*** Source material ***

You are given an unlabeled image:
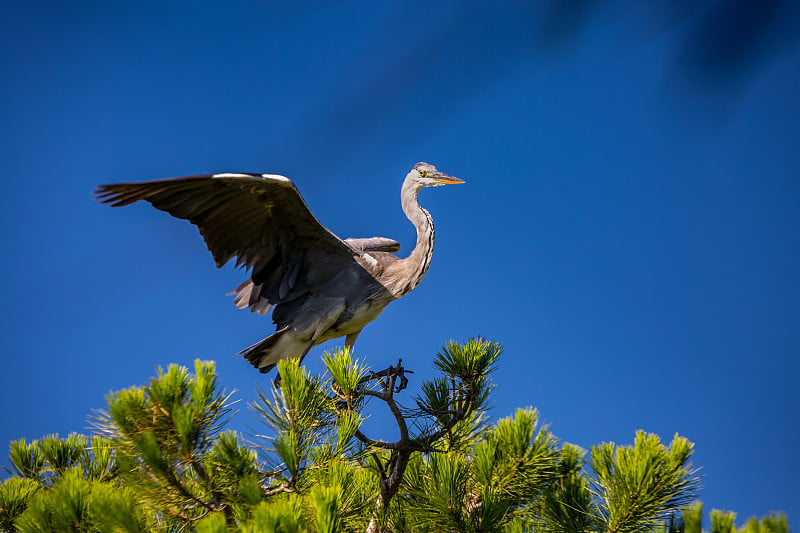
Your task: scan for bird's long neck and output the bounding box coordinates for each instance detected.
[394,179,435,297]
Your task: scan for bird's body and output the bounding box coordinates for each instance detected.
[95,162,463,373]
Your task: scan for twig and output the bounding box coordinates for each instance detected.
[371,452,387,481]
[262,483,296,497]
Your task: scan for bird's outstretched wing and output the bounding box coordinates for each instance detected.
[95,173,358,314]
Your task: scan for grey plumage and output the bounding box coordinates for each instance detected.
[95,162,464,374]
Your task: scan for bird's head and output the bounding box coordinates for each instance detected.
[409,162,465,188]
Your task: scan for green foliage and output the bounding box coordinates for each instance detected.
[738,513,790,533]
[96,360,242,524]
[413,339,500,449]
[710,510,737,533]
[196,512,229,533]
[433,337,501,380]
[591,431,700,533]
[311,485,342,533]
[475,408,558,500]
[1,433,121,533]
[15,470,93,533]
[86,482,149,533]
[0,340,783,532]
[36,433,87,478]
[7,440,45,481]
[323,347,369,399]
[6,433,111,487]
[0,477,39,531]
[539,444,596,533]
[402,451,476,532]
[662,502,790,533]
[239,500,302,533]
[682,501,705,533]
[13,469,147,533]
[251,359,348,490]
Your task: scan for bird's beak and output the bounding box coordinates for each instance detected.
[435,173,465,185]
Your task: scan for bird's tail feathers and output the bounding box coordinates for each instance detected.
[239,325,306,374]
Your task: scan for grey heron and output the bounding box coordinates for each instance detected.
[95,162,464,374]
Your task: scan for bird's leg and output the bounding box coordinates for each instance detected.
[298,338,316,365]
[345,330,362,350]
[273,338,317,389]
[273,297,346,388]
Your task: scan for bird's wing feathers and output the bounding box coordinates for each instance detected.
[344,237,401,253]
[95,173,358,313]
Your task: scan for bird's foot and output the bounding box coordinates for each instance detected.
[359,359,413,393]
[393,359,410,393]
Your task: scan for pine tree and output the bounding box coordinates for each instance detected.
[0,339,787,532]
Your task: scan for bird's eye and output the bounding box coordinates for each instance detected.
[418,169,427,177]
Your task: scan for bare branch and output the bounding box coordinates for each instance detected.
[353,430,403,450]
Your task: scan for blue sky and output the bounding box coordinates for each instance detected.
[1,0,798,523]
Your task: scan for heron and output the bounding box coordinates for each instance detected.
[95,162,464,374]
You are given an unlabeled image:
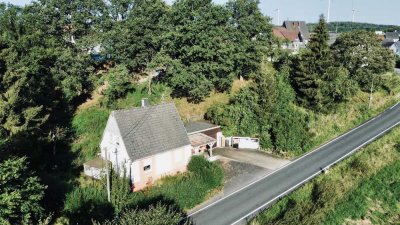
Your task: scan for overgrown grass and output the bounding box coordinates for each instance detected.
[294,87,400,158]
[116,83,171,109]
[72,107,110,162]
[323,160,400,225]
[250,126,400,225]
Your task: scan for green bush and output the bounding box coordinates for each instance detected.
[101,65,133,107]
[188,156,224,188]
[63,187,114,224]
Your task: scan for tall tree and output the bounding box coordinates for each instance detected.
[226,0,273,79]
[155,0,235,102]
[105,0,168,72]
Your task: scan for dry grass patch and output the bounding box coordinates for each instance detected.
[174,79,249,121]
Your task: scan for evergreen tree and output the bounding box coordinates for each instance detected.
[292,15,356,112]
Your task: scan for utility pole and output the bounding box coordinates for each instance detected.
[327,0,331,23]
[274,8,280,25]
[368,78,374,109]
[105,148,111,202]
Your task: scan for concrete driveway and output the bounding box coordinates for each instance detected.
[188,148,290,214]
[213,148,290,170]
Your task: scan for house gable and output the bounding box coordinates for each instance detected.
[100,113,130,167]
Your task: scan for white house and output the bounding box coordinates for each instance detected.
[85,102,192,191]
[390,41,400,56]
[383,41,400,56]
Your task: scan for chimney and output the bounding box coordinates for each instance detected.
[141,98,150,107]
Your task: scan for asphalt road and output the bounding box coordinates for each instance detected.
[189,102,400,225]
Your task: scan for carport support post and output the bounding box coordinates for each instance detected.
[209,146,213,157]
[105,148,111,202]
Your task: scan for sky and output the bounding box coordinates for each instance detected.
[2,0,400,26]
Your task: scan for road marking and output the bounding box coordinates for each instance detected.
[187,102,399,218]
[230,120,400,225]
[391,102,400,109]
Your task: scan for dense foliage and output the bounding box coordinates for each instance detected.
[331,30,395,90]
[0,157,46,224]
[63,187,114,224]
[206,64,311,153]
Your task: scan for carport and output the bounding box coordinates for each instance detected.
[189,133,216,157]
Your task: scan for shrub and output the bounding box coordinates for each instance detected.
[95,203,184,225]
[188,156,224,187]
[63,187,114,224]
[101,65,133,106]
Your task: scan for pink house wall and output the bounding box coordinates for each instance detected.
[131,145,191,191]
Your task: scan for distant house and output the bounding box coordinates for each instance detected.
[282,21,310,43]
[84,102,223,191]
[272,21,310,52]
[383,41,400,56]
[385,31,400,42]
[328,32,340,46]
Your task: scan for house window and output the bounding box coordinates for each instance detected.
[144,165,151,171]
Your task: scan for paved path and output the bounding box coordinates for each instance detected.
[213,148,290,170]
[189,102,400,225]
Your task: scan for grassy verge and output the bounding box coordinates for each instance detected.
[250,126,400,225]
[293,89,400,158]
[323,158,400,224]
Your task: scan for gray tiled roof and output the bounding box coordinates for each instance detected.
[382,40,395,48]
[385,32,400,40]
[113,103,190,161]
[184,121,220,134]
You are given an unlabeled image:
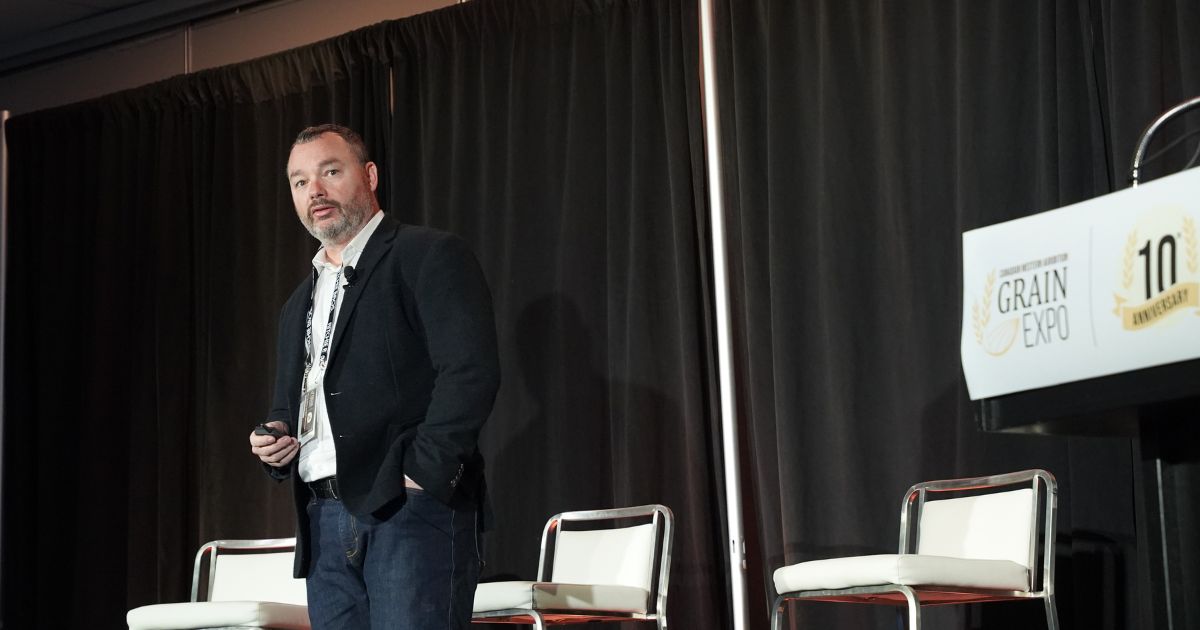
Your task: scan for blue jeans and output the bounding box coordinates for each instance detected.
[305,488,481,629]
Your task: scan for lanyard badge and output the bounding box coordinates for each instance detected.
[299,268,342,444]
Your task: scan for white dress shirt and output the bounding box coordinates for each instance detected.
[298,211,384,482]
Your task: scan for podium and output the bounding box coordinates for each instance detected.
[962,129,1200,628]
[975,360,1200,630]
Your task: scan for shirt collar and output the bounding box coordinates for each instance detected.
[311,211,386,272]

*** End of Source material ***

> **What the exercise asks**:
Write out exactly, and only, the lines running from the line with "Your task: scan for grassy" to the last line above, both included, with all pictures omitted.

> **Task result**:
Your task: scan for grassy verge and output the bounding box coordinates for each instance detected.
[250,126,400,225]
[293,89,400,158]
[323,158,400,224]
Your task: scan for gray tiled roof and output the bounding box coordinates for each instance detected.
[382,40,395,48]
[385,32,400,40]
[113,103,190,161]
[184,121,220,134]
You are given an unlabeled image:
Your task: scan for blue jeans and output the bounding box coordinates for each instance detected.
[305,488,481,629]
Your task: scan for lanyard badge and output the bounding box coordinates for each instance detected.
[299,268,342,444]
Your task: scan for white dress shirt and output the bounding box coordinates for each instance detected.
[298,211,384,482]
Your task: scan for podium and output the bounding box coordinates for each instance detected.
[962,129,1200,628]
[975,360,1200,630]
Your task: scan for shirt collar and output the bounding box coordinates for each instance detected.
[311,211,386,272]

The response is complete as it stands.